REQUIRED TASK
State only how many lines in the records below contain the word "roof".

AVAILABLE DATA

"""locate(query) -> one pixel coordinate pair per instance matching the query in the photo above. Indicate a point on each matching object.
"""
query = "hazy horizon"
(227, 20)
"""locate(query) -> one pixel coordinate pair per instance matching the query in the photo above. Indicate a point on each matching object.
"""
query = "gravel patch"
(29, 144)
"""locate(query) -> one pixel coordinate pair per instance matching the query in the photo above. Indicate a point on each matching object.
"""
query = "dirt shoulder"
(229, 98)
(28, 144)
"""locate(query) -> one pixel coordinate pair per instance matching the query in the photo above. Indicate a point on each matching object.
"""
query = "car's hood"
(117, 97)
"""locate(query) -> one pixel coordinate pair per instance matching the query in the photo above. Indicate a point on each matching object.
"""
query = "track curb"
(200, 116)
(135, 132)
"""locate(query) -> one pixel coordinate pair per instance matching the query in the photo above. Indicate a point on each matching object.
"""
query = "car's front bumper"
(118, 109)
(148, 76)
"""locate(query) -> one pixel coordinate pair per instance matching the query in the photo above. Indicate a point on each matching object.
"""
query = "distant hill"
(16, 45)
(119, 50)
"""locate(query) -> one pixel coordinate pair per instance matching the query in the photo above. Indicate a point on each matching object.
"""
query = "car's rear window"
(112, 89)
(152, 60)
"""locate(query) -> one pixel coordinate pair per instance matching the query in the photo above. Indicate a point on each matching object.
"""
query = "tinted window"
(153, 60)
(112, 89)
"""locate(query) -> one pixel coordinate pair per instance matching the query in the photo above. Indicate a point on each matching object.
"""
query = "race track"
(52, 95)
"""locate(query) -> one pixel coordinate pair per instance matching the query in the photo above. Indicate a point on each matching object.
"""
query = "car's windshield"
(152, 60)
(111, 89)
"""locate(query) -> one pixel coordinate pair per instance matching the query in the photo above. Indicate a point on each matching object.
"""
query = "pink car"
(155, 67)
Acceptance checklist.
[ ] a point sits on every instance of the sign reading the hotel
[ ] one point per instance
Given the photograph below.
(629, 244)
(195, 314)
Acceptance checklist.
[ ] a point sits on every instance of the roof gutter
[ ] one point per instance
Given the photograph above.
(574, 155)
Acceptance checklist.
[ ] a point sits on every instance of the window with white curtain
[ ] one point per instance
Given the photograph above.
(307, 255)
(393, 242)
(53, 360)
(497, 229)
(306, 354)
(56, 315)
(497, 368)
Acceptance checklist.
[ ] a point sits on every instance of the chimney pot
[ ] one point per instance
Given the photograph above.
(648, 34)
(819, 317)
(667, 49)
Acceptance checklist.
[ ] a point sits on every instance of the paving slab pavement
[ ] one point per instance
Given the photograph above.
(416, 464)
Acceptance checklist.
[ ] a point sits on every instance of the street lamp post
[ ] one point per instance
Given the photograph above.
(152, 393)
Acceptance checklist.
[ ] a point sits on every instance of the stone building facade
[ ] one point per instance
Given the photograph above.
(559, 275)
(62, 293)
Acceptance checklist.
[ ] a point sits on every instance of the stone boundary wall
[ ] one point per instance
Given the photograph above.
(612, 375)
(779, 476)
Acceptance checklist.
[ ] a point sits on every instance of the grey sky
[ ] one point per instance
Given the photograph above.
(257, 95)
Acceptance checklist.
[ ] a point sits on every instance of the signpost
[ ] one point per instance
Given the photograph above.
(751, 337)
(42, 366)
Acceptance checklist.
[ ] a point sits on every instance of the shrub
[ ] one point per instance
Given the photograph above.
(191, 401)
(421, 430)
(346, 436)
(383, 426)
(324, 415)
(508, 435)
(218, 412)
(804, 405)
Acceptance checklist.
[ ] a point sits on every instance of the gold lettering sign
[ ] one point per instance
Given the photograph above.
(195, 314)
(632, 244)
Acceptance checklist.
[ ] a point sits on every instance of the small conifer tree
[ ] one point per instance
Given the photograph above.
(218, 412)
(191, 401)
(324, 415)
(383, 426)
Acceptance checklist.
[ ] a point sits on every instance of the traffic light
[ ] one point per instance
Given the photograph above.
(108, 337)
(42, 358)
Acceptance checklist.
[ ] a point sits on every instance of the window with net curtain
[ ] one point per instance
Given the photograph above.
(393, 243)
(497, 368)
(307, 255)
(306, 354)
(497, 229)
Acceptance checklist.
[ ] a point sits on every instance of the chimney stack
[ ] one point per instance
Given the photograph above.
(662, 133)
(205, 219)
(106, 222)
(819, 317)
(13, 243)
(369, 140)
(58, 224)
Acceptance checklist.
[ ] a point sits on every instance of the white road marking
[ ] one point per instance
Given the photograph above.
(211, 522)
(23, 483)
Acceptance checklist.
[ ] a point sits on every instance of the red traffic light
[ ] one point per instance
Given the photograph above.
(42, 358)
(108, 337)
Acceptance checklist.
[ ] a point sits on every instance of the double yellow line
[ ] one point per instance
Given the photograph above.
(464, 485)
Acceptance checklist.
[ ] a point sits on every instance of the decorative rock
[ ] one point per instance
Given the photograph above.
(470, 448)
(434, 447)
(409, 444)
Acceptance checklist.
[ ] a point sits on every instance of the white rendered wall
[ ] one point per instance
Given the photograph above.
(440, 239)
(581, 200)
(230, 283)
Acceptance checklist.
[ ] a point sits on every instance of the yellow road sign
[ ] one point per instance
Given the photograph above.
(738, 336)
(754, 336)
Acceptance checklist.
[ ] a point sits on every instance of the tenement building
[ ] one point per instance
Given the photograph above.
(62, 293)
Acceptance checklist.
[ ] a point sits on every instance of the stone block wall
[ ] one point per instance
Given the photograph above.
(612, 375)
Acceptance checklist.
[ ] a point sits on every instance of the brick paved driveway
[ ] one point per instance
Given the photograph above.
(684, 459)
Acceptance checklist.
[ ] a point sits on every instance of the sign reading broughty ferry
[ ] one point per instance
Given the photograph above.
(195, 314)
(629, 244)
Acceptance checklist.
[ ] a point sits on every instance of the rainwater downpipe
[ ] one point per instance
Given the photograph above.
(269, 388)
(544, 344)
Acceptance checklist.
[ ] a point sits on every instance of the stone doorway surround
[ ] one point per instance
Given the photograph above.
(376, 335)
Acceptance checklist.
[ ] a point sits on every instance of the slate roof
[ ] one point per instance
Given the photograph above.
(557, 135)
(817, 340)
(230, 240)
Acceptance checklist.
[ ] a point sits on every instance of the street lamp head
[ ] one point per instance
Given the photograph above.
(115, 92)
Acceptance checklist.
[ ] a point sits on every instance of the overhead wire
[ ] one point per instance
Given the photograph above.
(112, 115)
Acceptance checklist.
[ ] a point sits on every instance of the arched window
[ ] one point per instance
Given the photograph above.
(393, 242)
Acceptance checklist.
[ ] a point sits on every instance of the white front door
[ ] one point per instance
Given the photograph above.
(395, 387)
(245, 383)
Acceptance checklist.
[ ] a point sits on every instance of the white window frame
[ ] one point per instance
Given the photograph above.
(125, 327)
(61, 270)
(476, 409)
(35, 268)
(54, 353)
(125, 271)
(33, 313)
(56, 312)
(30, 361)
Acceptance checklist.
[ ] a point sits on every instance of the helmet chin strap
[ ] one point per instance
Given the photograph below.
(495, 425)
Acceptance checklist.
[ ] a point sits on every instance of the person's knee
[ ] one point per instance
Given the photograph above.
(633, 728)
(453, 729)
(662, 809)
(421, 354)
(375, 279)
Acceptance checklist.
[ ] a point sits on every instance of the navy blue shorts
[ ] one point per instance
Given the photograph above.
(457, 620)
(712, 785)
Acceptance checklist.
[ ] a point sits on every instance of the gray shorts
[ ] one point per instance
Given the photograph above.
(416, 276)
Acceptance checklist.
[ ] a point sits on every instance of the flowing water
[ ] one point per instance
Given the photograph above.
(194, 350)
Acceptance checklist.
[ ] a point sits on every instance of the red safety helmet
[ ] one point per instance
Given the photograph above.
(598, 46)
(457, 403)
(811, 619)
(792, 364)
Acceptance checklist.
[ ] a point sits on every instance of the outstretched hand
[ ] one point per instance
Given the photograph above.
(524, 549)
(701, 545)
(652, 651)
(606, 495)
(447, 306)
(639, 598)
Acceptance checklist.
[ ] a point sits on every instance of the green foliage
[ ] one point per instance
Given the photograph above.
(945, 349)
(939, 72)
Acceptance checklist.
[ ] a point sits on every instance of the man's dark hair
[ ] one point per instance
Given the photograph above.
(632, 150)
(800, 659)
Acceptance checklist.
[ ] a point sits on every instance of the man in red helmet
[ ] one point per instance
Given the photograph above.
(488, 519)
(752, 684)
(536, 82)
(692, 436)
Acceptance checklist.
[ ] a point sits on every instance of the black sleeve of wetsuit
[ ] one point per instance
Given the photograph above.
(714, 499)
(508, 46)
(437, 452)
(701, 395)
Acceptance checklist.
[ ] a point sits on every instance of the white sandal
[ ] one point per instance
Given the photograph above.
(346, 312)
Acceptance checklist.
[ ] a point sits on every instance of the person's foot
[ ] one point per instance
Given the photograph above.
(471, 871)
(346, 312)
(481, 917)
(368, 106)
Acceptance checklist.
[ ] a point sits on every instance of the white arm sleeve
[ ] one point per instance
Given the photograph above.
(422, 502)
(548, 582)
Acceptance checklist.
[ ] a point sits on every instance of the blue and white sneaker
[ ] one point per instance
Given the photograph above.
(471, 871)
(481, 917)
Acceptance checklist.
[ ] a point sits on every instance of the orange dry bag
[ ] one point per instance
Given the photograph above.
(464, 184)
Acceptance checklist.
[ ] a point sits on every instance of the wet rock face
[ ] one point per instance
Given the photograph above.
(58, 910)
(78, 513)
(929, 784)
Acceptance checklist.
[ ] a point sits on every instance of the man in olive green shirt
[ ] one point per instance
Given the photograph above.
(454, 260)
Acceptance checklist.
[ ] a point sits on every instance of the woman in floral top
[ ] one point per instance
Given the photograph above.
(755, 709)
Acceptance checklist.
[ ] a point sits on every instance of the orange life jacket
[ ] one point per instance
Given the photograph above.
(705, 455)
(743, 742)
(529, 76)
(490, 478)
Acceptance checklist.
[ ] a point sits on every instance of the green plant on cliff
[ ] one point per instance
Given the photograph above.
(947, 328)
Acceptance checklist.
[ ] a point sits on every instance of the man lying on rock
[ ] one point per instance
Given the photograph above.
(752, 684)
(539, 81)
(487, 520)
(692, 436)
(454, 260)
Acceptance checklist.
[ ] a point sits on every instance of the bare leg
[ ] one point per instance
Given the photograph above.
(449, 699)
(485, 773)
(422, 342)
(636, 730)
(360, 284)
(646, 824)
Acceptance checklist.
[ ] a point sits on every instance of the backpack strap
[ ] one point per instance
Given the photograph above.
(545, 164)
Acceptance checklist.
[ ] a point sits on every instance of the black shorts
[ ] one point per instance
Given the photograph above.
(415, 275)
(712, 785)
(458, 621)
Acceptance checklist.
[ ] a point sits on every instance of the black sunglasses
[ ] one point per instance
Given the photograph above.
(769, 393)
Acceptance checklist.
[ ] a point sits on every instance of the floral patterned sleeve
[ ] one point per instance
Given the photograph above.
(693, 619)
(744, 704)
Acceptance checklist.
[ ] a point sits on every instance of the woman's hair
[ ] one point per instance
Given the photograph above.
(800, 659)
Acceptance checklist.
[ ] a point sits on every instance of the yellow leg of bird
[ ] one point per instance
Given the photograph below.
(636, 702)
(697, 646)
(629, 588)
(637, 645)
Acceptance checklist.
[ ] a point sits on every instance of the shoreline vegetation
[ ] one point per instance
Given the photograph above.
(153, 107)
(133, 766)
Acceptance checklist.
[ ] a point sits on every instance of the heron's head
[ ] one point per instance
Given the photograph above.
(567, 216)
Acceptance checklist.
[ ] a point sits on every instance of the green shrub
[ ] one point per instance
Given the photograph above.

CORRECT OUTPUT
2